→ WHAT THIS TASK INVOLVES: Please quote the items between the line holding "Mark the region of every instance of the snow-covered" and the line holding "287L297 272L257 268L246", inclusive, copying every line without change.

(Picture annotation records)
— START —
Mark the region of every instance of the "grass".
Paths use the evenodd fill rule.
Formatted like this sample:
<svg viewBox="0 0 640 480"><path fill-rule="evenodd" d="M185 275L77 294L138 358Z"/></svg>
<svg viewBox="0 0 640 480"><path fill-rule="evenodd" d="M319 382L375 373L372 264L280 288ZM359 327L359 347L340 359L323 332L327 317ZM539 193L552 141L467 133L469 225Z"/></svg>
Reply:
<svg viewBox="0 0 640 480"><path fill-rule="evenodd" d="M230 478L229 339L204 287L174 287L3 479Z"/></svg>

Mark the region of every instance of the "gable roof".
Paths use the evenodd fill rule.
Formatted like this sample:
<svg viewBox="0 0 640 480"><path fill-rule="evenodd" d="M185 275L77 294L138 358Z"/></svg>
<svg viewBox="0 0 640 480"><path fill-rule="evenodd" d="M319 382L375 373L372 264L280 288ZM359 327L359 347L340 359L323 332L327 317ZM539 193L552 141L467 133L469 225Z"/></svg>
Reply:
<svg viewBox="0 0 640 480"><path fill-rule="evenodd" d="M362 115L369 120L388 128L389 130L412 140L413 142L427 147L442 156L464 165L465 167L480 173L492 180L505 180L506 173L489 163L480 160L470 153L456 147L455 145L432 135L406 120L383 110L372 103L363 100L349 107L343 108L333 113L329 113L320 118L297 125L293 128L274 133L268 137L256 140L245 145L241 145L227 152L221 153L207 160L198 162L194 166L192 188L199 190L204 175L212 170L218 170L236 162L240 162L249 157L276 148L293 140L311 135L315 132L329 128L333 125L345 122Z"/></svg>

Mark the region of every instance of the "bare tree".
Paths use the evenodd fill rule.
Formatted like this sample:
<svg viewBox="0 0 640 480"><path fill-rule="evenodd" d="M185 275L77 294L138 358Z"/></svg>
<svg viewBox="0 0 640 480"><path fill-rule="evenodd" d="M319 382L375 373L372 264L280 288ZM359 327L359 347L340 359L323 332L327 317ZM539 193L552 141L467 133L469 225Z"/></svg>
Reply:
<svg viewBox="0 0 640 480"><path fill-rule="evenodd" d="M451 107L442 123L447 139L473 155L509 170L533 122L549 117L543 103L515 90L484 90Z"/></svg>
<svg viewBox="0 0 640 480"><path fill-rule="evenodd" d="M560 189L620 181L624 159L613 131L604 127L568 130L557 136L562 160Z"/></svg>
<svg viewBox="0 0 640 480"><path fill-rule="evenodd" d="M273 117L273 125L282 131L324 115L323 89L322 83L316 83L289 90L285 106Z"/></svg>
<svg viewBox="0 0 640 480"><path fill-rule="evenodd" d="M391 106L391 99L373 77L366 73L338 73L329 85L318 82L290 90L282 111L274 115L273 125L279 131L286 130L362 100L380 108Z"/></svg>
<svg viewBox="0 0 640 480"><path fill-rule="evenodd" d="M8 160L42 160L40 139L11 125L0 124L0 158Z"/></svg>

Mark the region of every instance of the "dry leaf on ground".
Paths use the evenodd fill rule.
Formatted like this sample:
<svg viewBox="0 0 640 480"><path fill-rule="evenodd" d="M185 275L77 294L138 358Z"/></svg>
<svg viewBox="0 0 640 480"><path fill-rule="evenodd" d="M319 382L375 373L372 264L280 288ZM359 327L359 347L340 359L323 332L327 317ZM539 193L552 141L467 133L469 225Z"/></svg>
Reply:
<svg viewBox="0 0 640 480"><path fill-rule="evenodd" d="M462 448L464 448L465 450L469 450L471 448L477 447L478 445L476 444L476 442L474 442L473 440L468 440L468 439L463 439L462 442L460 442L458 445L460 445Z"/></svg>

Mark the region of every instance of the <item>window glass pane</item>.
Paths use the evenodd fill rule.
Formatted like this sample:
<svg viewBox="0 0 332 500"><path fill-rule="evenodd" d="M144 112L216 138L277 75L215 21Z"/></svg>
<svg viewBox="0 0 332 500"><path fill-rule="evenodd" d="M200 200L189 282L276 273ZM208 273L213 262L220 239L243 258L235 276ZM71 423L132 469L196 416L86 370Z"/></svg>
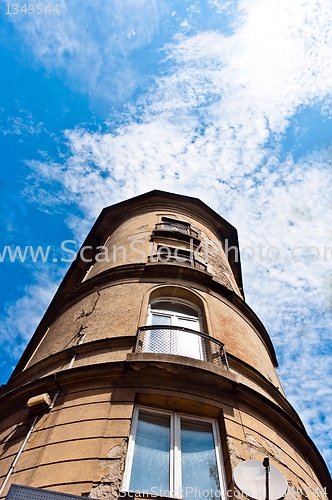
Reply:
<svg viewBox="0 0 332 500"><path fill-rule="evenodd" d="M195 322L182 320L181 318L178 319L179 326L199 331L198 320ZM199 335L188 331L174 330L173 337L172 347L174 354L189 356L190 358L195 359L204 359L202 338Z"/></svg>
<svg viewBox="0 0 332 500"><path fill-rule="evenodd" d="M131 491L169 490L170 417L140 411L130 477Z"/></svg>
<svg viewBox="0 0 332 500"><path fill-rule="evenodd" d="M220 497L212 424L181 420L181 467L183 498Z"/></svg>
<svg viewBox="0 0 332 500"><path fill-rule="evenodd" d="M159 311L169 311L170 313L180 313L187 316L194 316L198 318L198 312L193 307L187 304L182 304L181 302L171 302L168 300L160 300L159 302L154 302L151 304L151 309Z"/></svg>
<svg viewBox="0 0 332 500"><path fill-rule="evenodd" d="M169 326L172 324L172 317L158 313L151 314L151 324L156 328L146 330L144 333L143 352L157 352L160 354L170 354L171 352L171 330L158 328L158 325Z"/></svg>
<svg viewBox="0 0 332 500"><path fill-rule="evenodd" d="M171 325L172 317L165 314L152 313L151 325Z"/></svg>

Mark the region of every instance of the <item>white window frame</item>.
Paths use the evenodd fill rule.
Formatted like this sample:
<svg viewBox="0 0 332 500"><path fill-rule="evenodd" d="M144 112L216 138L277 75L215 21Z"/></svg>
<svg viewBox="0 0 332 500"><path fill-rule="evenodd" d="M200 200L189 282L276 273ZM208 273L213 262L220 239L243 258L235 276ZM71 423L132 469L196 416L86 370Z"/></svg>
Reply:
<svg viewBox="0 0 332 500"><path fill-rule="evenodd" d="M153 310L151 308L151 306L153 304L157 304L158 302L169 302L170 305L171 304L183 304L187 307L190 307L191 309L193 309L194 311L197 312L197 317L196 316L190 316L190 315L186 315L185 313L184 314L181 314L181 313L176 313L175 311L172 312L172 309L170 308L169 310L169 313L170 314L167 314L166 310L163 311L162 309L158 310ZM179 321L178 321L178 317L183 317L184 319L186 318L186 316L188 317L188 320L190 321L192 318L193 320L197 319L197 322L196 322L196 325L198 326L198 328L190 328L188 327L189 330L194 330L194 331L197 331L199 333L204 333L203 332L203 317L202 317L202 311L200 309L200 307L196 306L196 304L192 304L191 302L187 301L187 300L182 300L182 299L178 299L178 298L174 298L174 297L158 297L156 299L153 299L151 300L151 302L149 303L149 309L148 309L148 316L147 316L147 325L148 326L152 326L152 315L153 313L156 313L158 314L159 316L164 316L164 317L171 317L171 325L169 325L169 329L171 330L172 329L172 326L181 326ZM167 323L165 323L165 326L168 326ZM193 325L194 326L194 325ZM156 325L156 328L157 328L157 325ZM179 332L180 334L180 332ZM197 338L195 338L195 334L192 333L190 335L193 335L193 341L197 341L197 345L194 346L194 349L197 350L197 352L195 353L195 355L189 355L188 354L188 357L190 358L193 358L193 359L199 359L201 361L206 361L206 356L205 356L205 350L204 350L204 345L203 345L203 339L201 337L199 337L197 335ZM194 340L195 339L195 340ZM177 355L178 352L173 352L173 353L169 353L169 354L175 354Z"/></svg>
<svg viewBox="0 0 332 500"><path fill-rule="evenodd" d="M133 412L133 419L128 443L126 466L123 475L121 492L129 492L130 477L133 465L133 457L135 450L135 440L138 425L139 411L145 411L147 413L156 415L167 415L170 417L170 498L182 498L181 497L181 487L182 487L182 471L181 471L181 419L192 420L193 422L207 422L212 426L214 449L216 455L218 476L219 476L219 488L220 488L220 499L226 500L226 473L224 468L224 462L222 458L222 446L220 440L219 426L215 419L205 418L205 417L193 417L191 415L186 415L183 413L170 412L164 410L151 409L144 406L136 406Z"/></svg>
<svg viewBox="0 0 332 500"><path fill-rule="evenodd" d="M151 300L151 302L149 303L149 310L148 310L148 316L147 316L147 322L146 324L147 325L152 325L152 314L153 314L153 310L151 309L151 306L155 303L158 303L158 302L170 302L171 304L183 304L187 307L191 307L191 309L193 309L194 311L196 311L198 313L198 323L199 323L199 330L197 330L198 332L201 332L201 333L204 333L203 332L203 317L202 317L202 311L200 309L200 307L196 306L196 304L193 304L192 302L189 302L187 300L183 300L183 299L178 299L178 298L174 298L174 297L158 297L156 299L153 299ZM163 315L162 312L158 312L158 314L160 314L160 316ZM166 316L166 313L164 313L164 315ZM181 316L180 313L177 314L178 316ZM176 316L176 314L175 314ZM186 316L184 314L184 316ZM171 325L171 326L177 326L177 325Z"/></svg>

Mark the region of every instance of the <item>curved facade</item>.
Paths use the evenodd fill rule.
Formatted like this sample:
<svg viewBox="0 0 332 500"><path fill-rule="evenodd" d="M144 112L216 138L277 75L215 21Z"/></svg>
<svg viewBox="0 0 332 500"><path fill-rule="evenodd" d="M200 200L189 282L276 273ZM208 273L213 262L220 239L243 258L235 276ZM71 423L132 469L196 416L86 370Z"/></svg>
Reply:
<svg viewBox="0 0 332 500"><path fill-rule="evenodd" d="M287 498L326 499L276 366L229 223L161 191L106 208L2 388L2 497L227 498L235 466L269 456Z"/></svg>

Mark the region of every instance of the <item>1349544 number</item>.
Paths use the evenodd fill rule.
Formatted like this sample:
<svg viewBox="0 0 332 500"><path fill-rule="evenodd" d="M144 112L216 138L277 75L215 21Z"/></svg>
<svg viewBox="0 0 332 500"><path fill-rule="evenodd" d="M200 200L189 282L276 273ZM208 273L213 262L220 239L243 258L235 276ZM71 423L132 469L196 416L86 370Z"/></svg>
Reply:
<svg viewBox="0 0 332 500"><path fill-rule="evenodd" d="M6 14L59 14L59 5L56 4L54 7L51 4L46 6L41 3L25 3L22 7L17 3L6 3Z"/></svg>

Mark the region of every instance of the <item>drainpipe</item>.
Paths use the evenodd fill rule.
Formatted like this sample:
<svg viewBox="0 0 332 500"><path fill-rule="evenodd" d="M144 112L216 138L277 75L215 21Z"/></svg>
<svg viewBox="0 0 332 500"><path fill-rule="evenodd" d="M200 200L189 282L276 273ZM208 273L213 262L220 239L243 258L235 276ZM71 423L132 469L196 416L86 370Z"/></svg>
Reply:
<svg viewBox="0 0 332 500"><path fill-rule="evenodd" d="M17 462L18 462L18 459L20 458L20 456L21 456L21 454L22 454L22 452L23 452L23 450L24 450L24 447L25 447L25 445L26 445L26 444L27 444L27 442L28 442L29 437L31 436L31 434L32 434L32 433L33 433L33 431L34 431L34 427L35 427L35 425L36 425L36 422L37 422L38 417L39 417L39 414L35 416L34 421L33 421L33 423L32 423L32 426L30 427L28 434L26 435L26 437L25 437L25 439L24 439L23 443L21 444L20 449L19 449L19 450L18 450L18 452L17 452L16 457L14 458L14 461L13 461L13 463L12 463L12 465L11 465L11 467L10 467L9 471L8 471L8 474L7 474L7 476L5 477L5 480L4 480L4 482L2 483L2 486L1 486L1 488L0 488L0 496L2 495L2 493L3 493L3 491L4 491L5 487L6 487L6 485L7 485L7 483L8 483L8 480L9 480L10 476L12 475L12 472L13 472L13 470L15 469L15 466L16 466L16 464L17 464Z"/></svg>

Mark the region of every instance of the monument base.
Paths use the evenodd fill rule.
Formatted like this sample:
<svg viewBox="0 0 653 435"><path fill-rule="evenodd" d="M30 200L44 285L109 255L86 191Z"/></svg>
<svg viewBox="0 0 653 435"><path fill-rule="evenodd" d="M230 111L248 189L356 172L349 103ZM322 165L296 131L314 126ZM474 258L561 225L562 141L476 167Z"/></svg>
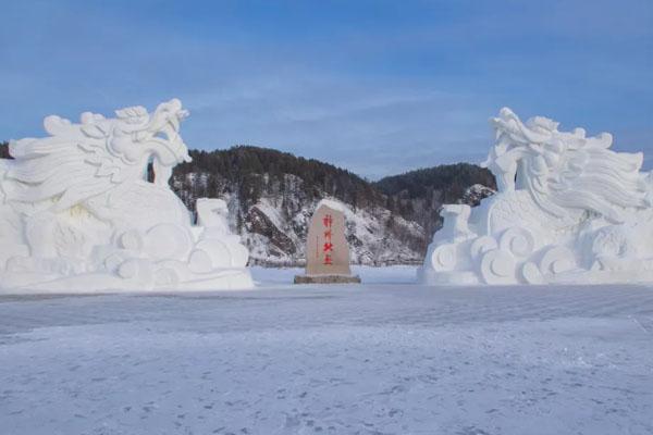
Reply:
<svg viewBox="0 0 653 435"><path fill-rule="evenodd" d="M295 275L295 284L360 284L358 275Z"/></svg>

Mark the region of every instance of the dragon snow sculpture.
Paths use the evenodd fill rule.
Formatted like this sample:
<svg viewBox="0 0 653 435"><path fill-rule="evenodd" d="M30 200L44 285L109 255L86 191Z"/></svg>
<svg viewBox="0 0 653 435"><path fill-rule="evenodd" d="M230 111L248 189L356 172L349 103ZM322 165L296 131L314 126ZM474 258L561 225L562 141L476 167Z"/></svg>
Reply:
<svg viewBox="0 0 653 435"><path fill-rule="evenodd" d="M431 284L653 282L653 173L612 135L559 132L509 109L484 165L498 191L443 207L421 279Z"/></svg>
<svg viewBox="0 0 653 435"><path fill-rule="evenodd" d="M224 201L200 200L206 225L194 226L169 188L172 169L190 161L181 101L115 113L86 112L79 124L48 116L48 137L10 142L13 159L0 160L0 288L251 286Z"/></svg>

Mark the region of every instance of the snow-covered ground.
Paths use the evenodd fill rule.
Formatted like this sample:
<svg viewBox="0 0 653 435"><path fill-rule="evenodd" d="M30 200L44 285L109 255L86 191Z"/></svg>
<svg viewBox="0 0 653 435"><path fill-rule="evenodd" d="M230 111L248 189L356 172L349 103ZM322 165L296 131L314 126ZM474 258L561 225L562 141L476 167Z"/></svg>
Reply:
<svg viewBox="0 0 653 435"><path fill-rule="evenodd" d="M0 296L0 433L653 433L651 287L428 288L411 268L284 284L296 272Z"/></svg>

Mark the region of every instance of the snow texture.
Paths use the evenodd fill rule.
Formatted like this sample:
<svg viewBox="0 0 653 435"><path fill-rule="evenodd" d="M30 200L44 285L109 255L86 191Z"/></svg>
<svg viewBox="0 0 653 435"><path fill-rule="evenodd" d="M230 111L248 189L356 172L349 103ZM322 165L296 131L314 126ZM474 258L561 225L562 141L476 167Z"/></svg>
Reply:
<svg viewBox="0 0 653 435"><path fill-rule="evenodd" d="M651 287L297 272L257 268L246 291L0 296L0 433L653 433Z"/></svg>

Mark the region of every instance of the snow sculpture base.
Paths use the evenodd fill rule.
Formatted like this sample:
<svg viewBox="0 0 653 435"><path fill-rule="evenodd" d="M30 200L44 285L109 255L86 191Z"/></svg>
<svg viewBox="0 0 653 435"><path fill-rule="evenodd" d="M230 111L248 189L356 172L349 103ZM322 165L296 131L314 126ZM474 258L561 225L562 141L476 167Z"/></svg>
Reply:
<svg viewBox="0 0 653 435"><path fill-rule="evenodd" d="M523 124L509 109L492 123L485 165L498 194L443 207L422 283L653 283L653 173L640 172L641 153L609 150L609 134Z"/></svg>
<svg viewBox="0 0 653 435"><path fill-rule="evenodd" d="M199 199L192 225L168 186L172 167L189 160L181 102L116 114L85 113L81 124L48 116L50 137L10 144L14 160L0 160L0 290L252 287L225 202Z"/></svg>

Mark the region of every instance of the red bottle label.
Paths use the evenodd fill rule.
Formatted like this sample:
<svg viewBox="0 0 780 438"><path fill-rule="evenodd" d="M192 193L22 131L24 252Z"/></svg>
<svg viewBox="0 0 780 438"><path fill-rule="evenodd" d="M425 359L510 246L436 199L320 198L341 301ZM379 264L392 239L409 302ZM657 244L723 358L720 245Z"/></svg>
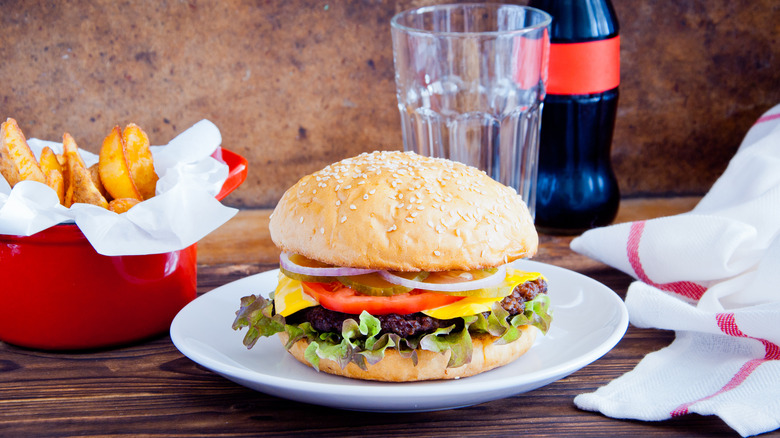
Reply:
<svg viewBox="0 0 780 438"><path fill-rule="evenodd" d="M601 93L618 85L620 36L585 43L550 44L548 93Z"/></svg>

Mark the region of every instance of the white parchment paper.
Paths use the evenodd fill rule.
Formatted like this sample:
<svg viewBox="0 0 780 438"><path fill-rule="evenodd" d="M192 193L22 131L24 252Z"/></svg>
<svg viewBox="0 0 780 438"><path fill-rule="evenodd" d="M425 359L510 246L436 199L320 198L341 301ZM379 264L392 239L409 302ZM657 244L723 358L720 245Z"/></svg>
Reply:
<svg viewBox="0 0 780 438"><path fill-rule="evenodd" d="M44 146L62 152L62 143L34 138L28 143L36 157ZM238 212L215 198L228 176L227 165L211 157L221 143L219 129L201 120L167 145L152 146L160 177L157 194L123 214L88 204L65 208L45 184L22 181L12 190L0 177L0 234L31 236L75 222L103 255L158 254L186 248ZM79 151L87 166L98 161L97 155Z"/></svg>

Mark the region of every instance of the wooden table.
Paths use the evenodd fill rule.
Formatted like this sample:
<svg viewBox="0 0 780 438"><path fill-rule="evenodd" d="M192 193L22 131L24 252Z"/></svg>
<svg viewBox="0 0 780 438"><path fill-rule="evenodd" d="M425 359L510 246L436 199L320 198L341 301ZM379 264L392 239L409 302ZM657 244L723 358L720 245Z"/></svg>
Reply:
<svg viewBox="0 0 780 438"><path fill-rule="evenodd" d="M619 220L686 211L696 199L627 201ZM199 292L276 267L267 211L242 211L199 246ZM542 236L535 260L581 272L625 296L630 277L573 253L571 237ZM0 343L0 435L691 436L736 434L717 417L647 423L574 406L631 370L673 333L629 327L604 357L546 387L457 410L340 411L258 393L196 365L167 335L121 348L54 353Z"/></svg>

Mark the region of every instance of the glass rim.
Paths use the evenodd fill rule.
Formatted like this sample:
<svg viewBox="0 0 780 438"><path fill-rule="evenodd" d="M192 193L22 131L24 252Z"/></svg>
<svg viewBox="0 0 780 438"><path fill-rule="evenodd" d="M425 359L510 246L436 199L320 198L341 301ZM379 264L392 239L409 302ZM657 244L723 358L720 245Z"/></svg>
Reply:
<svg viewBox="0 0 780 438"><path fill-rule="evenodd" d="M408 17L411 15L422 15L428 12L438 11L438 10L448 10L448 9L466 9L470 7L476 7L476 8L507 8L507 9L520 9L525 11L531 11L533 13L539 14L542 17L544 17L543 20L539 21L538 23L524 26L518 29L512 29L512 30L492 30L492 31L470 31L470 32L457 32L457 31L441 31L441 30L427 30L427 29L419 29L416 27L407 26L405 24L401 24L399 20L402 17ZM444 37L464 37L464 36L506 36L506 35L514 35L514 34L524 34L533 32L542 28L545 28L549 26L552 23L552 16L548 14L547 12L533 8L531 6L525 6L525 5L514 5L514 4L506 4L506 3L446 3L446 4L440 4L440 5L431 5L431 6L422 6L419 8L413 8L413 9L407 9L405 11L401 11L393 16L393 18L390 19L390 26L394 29L410 33L410 34L421 34L421 35L435 35L435 36L444 36Z"/></svg>

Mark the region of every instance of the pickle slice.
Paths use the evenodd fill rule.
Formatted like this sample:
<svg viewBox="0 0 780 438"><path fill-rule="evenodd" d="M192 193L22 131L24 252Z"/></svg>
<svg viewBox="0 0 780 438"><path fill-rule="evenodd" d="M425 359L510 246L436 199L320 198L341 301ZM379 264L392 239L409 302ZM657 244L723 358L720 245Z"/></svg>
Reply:
<svg viewBox="0 0 780 438"><path fill-rule="evenodd" d="M431 272L431 275L425 279L425 282L433 284L463 283L489 277L495 274L496 271L498 271L498 268L475 269L473 271L452 270Z"/></svg>
<svg viewBox="0 0 780 438"><path fill-rule="evenodd" d="M404 277L420 281L424 279L427 272L405 272ZM412 290L410 287L399 286L397 284L390 283L382 278L378 272L372 272L370 274L363 275L351 275L338 277L338 280L345 286L354 289L364 295L371 295L375 297L390 297L393 295L405 294Z"/></svg>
— END —
→ EXERCISE ANSWER:
Mark the region of every instance of the snow-covered ground.
Paths use the evenodd fill rule.
Formatted like this sample:
<svg viewBox="0 0 653 435"><path fill-rule="evenodd" d="M30 200L44 285L109 255L86 191Z"/></svg>
<svg viewBox="0 0 653 435"><path fill-rule="evenodd" d="M230 111L248 189L356 172L349 103ZM322 165L296 131L314 126ZM474 258L561 225L562 141L476 167Z"/></svg>
Reply:
<svg viewBox="0 0 653 435"><path fill-rule="evenodd" d="M0 296L0 433L653 433L651 287L428 288L411 268L284 284L296 272Z"/></svg>

Mark the region of every instance of the snow texture.
Paths use the evenodd fill rule.
Formatted like this sample:
<svg viewBox="0 0 653 435"><path fill-rule="evenodd" d="M30 200L44 285L109 255L86 191Z"/></svg>
<svg viewBox="0 0 653 435"><path fill-rule="evenodd" d="M230 111L248 189L356 172L349 103ZM322 165L296 131L314 126ZM474 258L561 225L562 141L476 167Z"/></svg>
Reply:
<svg viewBox="0 0 653 435"><path fill-rule="evenodd" d="M651 287L297 272L257 268L246 291L0 296L0 433L653 433Z"/></svg>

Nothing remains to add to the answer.